[Source data]
···
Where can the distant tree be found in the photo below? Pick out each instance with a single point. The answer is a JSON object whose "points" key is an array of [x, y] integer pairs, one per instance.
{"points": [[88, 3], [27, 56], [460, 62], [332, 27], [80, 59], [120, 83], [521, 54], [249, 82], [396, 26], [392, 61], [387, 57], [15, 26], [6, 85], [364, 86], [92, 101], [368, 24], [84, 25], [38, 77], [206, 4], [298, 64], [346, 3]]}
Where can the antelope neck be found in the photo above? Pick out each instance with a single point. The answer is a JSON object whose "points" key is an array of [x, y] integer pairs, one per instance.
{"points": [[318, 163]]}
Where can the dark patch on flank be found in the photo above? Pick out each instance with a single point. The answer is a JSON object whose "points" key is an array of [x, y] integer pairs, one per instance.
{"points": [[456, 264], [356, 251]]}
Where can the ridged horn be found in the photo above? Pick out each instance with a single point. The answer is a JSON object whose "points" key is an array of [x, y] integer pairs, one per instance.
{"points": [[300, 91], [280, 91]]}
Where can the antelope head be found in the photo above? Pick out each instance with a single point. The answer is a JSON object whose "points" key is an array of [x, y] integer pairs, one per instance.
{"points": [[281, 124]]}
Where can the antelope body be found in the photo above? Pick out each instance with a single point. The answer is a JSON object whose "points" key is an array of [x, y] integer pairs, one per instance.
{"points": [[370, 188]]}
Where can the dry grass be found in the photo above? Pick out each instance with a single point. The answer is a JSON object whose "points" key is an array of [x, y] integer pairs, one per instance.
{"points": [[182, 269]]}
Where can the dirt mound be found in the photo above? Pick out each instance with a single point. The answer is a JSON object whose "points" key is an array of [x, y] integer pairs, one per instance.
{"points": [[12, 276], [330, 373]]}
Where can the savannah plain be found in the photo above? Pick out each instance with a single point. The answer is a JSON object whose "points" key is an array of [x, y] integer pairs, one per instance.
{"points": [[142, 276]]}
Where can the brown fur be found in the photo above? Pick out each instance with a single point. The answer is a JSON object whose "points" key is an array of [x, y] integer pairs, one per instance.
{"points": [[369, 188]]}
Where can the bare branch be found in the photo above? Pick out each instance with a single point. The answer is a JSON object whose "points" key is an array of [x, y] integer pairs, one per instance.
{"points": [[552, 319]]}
···
_Task details_
Quote every line from the line containing "Where can the dark" through the closing line of the listing, including both.

_Reply to the exercise_
Where can the dark patch on flank be found in the photo above? Pick out each instance with a single point. The answer is a JSON object whose "points" key is an array of [x, y] integer pairs, one per instance.
{"points": [[456, 264], [356, 251]]}
Where can the ridged horn be found in the photo above? Pick out each instance with a single point. The answer is a JSON object whose "points" key is an array of [x, y] integer pairs, one per instance.
{"points": [[300, 91], [280, 91]]}
Where can the antelope head be found in the photo above? Pick out each instance with a single point. The answer is a JSON object whose "points" key is an array of [x, y] integer pairs, one per instance.
{"points": [[281, 124]]}
Where can the antelope body be found in the photo above? Pick out each instance with a single point. The answer is a JSON object whose "points" key is an array of [x, y] integer pairs, one per instance.
{"points": [[370, 188]]}
Where can the dry grass be found in the photo above? Pick out each instance with a single point. The answer is a JSON object whose "points" key is an array of [x, y] integer pairs, one per instance.
{"points": [[182, 269]]}
Where can the dirt mound be found in the photo above? Pick out each instance with a single point. The answer is a JSON object whose "points" key is an array of [x, y] integer pairs, one per instance.
{"points": [[12, 276], [330, 373]]}
Where can the savannah plain be found in the photo above? Pick out each instance with a single point. The answer is a JSON object whose "points" key is an array of [x, y] integer pairs, one per instance.
{"points": [[142, 276]]}
Where can the brown fur be found in the photo above? Pick out each instance with a single point. The answer is a JSON object whose "points" key is an array of [x, y] integer pairs, one per instance.
{"points": [[369, 188]]}
Where can the bare branch be found in the photo above? Pick out each instance with a single point. The answer is a JSON object whose "points" key is an array of [x, y] integer pairs, one per instance.
{"points": [[552, 319]]}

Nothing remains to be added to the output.